■ CONSIGNE:
Rédigez la suite du texte source sur la dette italienne et les marchés financiers, à partir de sa dernière phrase.

L'Italie continue de faire les gros titres. En fin de semaine dernière, l'agence de notation Moody's a abaissé à «Baa3» la solvabilité du pays endetté. L'évaluation de la solvabilité ne se situe ainsi plus qu'à un niveau au-dessus du statut notoire de spéculatif. Si l'une des trois principales agences de notation privait les obligations d'Etat italiennes de l'appellation «InvestmentGrade», cela aurait de fortes incidences: les coûts de refinancement des banques italiennes monteraient en flèche et le programme d'achat d'obligations de la BCE serait aussi impacté. Mais la situation n'en est pas encore là car la perspective de notation «stable» a d'abord apaisé les esprits, si bien que les écarts de crédit se sont ressaisis en début de semaine. Toutefois, le prochain coup suivit dès mardi lorsque la Commission européenne a rejeté le budget de l'Italie pour 2019, le considérant comme incompatible avec les règles du pacte de stabilité UE. La réponse agressive habituelle des populistes italiens n'a pas tardé: ils cherchent la confrontation avec Bruxelles, ce qui se traduira prochainement par des marchés obligataires mouvementés.

Les marchés des actions n'ont pas non plus été épargnés cette semaine. Le SMI suisse a relativement bien résisté, alors que d'autres indices européens ont frôlé de nouveaux creux annuels. Sur le marché directeur US aussi, les cours ont de nouveau été corrigés au plus bas. En effet, il y eu de premières divergences positives, et ces dernières années, elles avaient toujours fini par stabiliser les prix. Même le «baromètre de la peur» qu'est le VIX, qui n'a pas pris l'ascenseur lors de la dernière baisse des cours, reflète une évaluation positive sur les graphiques. Le cours de l'or – une valeur refuge dans les turbulences automnales à la Bourse – se heurte à présent aux premiers obstacles majeurs. L'évolution des taux continuera sans doute à impacter le métal jaune. Vu la situation économique américaine toujours favorable, qui devrait être soutenue par l'indice des directeurs d'achat et les chiffres du marché de l'emploi la semaine prochaine, la courbe des taux à court terme va sans doute se dresser et grèverait une reprise durable du cours de l'or.

■ MATÉRIEL RECUEILLI:
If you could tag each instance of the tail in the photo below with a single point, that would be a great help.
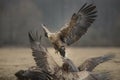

■ RÉPONSE ATTENDUE:
Dans l'intervalle, l'économie chinoise se situe au mieux dans un mode de stabilisation. La guerre commerciale avec les USA reste le principal facteur de risque pour l'Empire du milieu. Le gouvernement tente, de manière ciblée, de contrer tout risque d'un ralentissement économique. Outre les mesures monétaires et fiscales, la monnaie chinoise du renminbi devrait aussi jouer un rôle important. Une nouvelle dévaluation est très probable et pourrait compenser une partie des tarifs douaniers imposés par les USA. Après que la Chine n'ait (pour le moment) pas été qualifiée de «manipulateur de la monnaie» par le Trésor américain, peu de choses s'opposent à cette attente.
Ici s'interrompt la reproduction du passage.